Each line of the material below should be reproduced exactly.

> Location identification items
□ □ □ □ □

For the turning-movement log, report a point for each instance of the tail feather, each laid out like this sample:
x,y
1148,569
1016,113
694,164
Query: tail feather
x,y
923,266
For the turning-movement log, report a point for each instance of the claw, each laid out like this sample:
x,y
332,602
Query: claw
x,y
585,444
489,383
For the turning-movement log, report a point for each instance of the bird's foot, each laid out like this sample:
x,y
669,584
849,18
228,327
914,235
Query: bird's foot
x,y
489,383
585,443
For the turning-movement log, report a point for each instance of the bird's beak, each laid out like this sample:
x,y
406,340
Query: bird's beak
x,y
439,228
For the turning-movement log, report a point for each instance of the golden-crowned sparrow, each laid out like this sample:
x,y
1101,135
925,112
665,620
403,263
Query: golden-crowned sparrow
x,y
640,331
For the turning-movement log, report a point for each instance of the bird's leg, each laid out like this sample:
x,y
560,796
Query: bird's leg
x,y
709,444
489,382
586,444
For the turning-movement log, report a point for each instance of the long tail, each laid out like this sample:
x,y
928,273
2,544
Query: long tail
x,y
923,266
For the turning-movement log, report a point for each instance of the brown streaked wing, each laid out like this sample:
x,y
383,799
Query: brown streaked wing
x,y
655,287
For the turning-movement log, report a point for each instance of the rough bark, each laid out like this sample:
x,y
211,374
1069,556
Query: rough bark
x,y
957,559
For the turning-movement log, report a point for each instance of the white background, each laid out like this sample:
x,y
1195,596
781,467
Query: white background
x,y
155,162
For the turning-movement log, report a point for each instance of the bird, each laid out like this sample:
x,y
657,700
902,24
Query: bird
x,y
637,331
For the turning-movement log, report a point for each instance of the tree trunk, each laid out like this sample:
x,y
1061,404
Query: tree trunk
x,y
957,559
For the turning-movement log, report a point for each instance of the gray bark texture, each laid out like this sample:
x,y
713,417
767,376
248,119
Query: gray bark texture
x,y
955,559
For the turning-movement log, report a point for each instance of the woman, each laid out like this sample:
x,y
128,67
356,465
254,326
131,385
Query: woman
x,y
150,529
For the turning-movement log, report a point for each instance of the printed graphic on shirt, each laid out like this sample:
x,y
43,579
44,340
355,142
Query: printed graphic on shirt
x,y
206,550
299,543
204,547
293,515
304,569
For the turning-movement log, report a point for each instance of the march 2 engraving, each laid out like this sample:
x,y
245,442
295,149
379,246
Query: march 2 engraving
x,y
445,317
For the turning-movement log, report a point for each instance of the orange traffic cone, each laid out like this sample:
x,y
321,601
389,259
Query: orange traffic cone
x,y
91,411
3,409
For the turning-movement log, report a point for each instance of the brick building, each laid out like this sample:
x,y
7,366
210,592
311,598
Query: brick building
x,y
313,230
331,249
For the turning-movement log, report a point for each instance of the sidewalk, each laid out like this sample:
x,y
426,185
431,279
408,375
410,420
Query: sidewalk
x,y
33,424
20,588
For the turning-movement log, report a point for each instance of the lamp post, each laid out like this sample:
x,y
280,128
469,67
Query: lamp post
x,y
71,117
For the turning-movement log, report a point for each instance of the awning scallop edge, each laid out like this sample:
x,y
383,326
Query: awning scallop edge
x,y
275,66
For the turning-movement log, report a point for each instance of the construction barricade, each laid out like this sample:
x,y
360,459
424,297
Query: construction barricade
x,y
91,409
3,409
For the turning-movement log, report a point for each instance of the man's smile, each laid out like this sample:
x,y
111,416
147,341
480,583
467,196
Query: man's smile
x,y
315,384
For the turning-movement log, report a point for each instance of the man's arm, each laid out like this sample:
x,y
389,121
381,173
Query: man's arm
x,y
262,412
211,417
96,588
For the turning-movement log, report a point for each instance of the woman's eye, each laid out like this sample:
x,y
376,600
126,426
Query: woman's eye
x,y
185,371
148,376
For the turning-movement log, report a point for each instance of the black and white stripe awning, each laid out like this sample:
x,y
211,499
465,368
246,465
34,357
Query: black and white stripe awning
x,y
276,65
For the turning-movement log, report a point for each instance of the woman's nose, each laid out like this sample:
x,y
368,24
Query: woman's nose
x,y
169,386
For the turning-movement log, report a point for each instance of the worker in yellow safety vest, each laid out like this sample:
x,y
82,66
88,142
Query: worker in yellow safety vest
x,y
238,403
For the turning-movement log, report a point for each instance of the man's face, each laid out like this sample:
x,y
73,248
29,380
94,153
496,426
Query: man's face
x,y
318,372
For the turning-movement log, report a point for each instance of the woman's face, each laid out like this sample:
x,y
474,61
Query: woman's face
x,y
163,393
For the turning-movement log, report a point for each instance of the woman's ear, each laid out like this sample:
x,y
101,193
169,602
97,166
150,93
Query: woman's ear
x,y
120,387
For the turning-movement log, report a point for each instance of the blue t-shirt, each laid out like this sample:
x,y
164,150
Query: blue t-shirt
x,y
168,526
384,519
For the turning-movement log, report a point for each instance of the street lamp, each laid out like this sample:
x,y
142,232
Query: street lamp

□ □ □ □ □

> Answer for the task
For the turning-movement log, report a point for each instance of the tail feather, each laid out like this sample:
x,y
1148,569
1016,113
694,164
Query: tail feather
x,y
923,266
For the turning-movement log, report a point for each instance of the claw, each laid out like this sample:
x,y
332,602
Query: claw
x,y
585,444
489,383
For the turning-movement log, report a point for each instance of the bird's foot, each laid out like this sample:
x,y
669,584
849,18
228,327
914,235
Query: bird's foot
x,y
489,383
585,443
For the turning-movement log, report a point for each instance of the bird's beak, each laid out like this sample:
x,y
406,340
Query: bird's beak
x,y
439,228
For the turning-movement log, report a point for each instance of the golden-crowned sparrow, each laid out like this sample:
x,y
1101,135
925,112
665,620
403,263
Query: golden-crowned sparrow
x,y
640,331
For the turning-movement log, report a point for each instance of the bird's leg, each laid out like this sample:
x,y
560,796
Query: bird's leg
x,y
709,444
489,382
586,444
For the turning-movement log, report a point for each instance of the long tail, each laid out like this sample:
x,y
928,273
2,544
Query: long tail
x,y
923,266
For the turning-movement log, report a point for each instance of the brown streaked wing, each laid out like this sample:
x,y
383,799
Query: brown streaked wing
x,y
655,287
For the turning-movement log, report a point for each instance of the rough bark, each laid out like this sample:
x,y
211,374
1069,556
Query: rough bark
x,y
957,559
For the turning-movement log, report a point for each instance of the white background, each laid out like this sample:
x,y
1195,596
781,467
Query: white background
x,y
155,162
For the turning-movement log, report a point for each instance of the bird, each laid out like this sample:
x,y
657,700
902,24
Query: bird
x,y
637,331
For the turning-movement log, report a point for each instance of the tree trunk, each laid out like this sample:
x,y
1061,404
Query: tree trunk
x,y
957,559
For the turning-movement log, report a point for each instance of the gray bark texture, each laid out like this sample:
x,y
713,417
767,376
248,119
Query: gray bark texture
x,y
955,559
For the turning-movement log, report a point for each instance of the woman, each laid out like this sample:
x,y
128,67
356,465
254,326
131,385
Query: woman
x,y
150,529
For the turning-movement log, report a point for each instance of the printed graphic on shirt, each laid out like this sample:
x,y
43,579
44,340
355,142
Query: printed graphic on shirt
x,y
206,550
299,543
204,547
293,515
304,569
For the turning-movement log, report a point for each instance of the march 2 engraving, each laid out like this sample:
x,y
245,442
295,149
379,246
Query: march 2 engraving
x,y
445,317
For the turning-movement log, report a point for each instance of the orange traffic cone, each laid out like this sample:
x,y
321,601
389,259
Query: orange traffic cone
x,y
91,411
3,409
For the turning-movement log, report a point for each instance of the brick building, each laid out like this sample:
x,y
7,366
210,592
311,598
Query: brick building
x,y
313,230
331,249
For the turning-movement log, report a point for each instance of the sidewalk, each laid out like this sample:
x,y
426,185
431,279
408,375
410,420
Query: sidewalk
x,y
33,424
20,588
For the turning-movement log, report a point for each instance of the lamp post, each laid out like this sample:
x,y
280,128
469,67
Query: lamp post
x,y
71,117
For the turning-movement log, report a point for each instance of the awning scallop edge, each laid out like this sample:
x,y
383,326
Query: awning scallop edge
x,y
275,66
For the turning-movement log, report a point for each instance of the construction barricade, each laid out like this sample:
x,y
360,459
424,297
Query: construction barricade
x,y
91,409
3,409
For the turning-movement log, report a point for each instance of the man's smile, each laid out like this sample:
x,y
111,416
147,341
480,583
467,196
Query: man's smile
x,y
315,384
For the turning-movement log, report a point for each instance of the man's arm, each laid out like this sample:
x,y
389,121
381,173
Query: man's arm
x,y
262,412
211,417
96,588
For the turning-movement log, report a point for each instance of the woman's eye, each laid out like this sample:
x,y
376,600
126,426
Query: woman's eye
x,y
185,371
148,376
For the turning-movement log, report a point for each instance of the black and white stripe awning, each laid out like this sample:
x,y
211,499
465,368
246,465
34,357
Query: black and white stripe awning
x,y
276,65
For the turning-movement log, report a point for each instance of the woman's nose, each laid out like this sample:
x,y
368,24
Query: woman's nose
x,y
169,386
For the turning-movement log, report a point for each instance of the worker in yellow safety vest, each laid out like this sample:
x,y
82,66
88,142
Query: worker in yellow safety vest
x,y
238,403
For the turning-movement log, report a point for each instance of the man's face, each laid out like this sample:
x,y
73,248
29,380
94,153
496,426
Query: man's face
x,y
318,372
For the turning-movement log, report a point for each instance of the woman's face, each laid out like this sample:
x,y
474,61
Query: woman's face
x,y
163,393
For the turning-movement log, report a point for each instance of the woman's ear, each laid out like this sample:
x,y
101,193
169,602
97,166
150,93
Query: woman's ear
x,y
120,387
For the turning-movement log, report a point for each instance of the blue t-shirt, each laid out like this sample:
x,y
164,150
Query: blue t-shirt
x,y
168,526
384,519
For the turning-movement log, report a point for each instance of the street lamp, each laid out like this sample:
x,y
142,232
Query: street lamp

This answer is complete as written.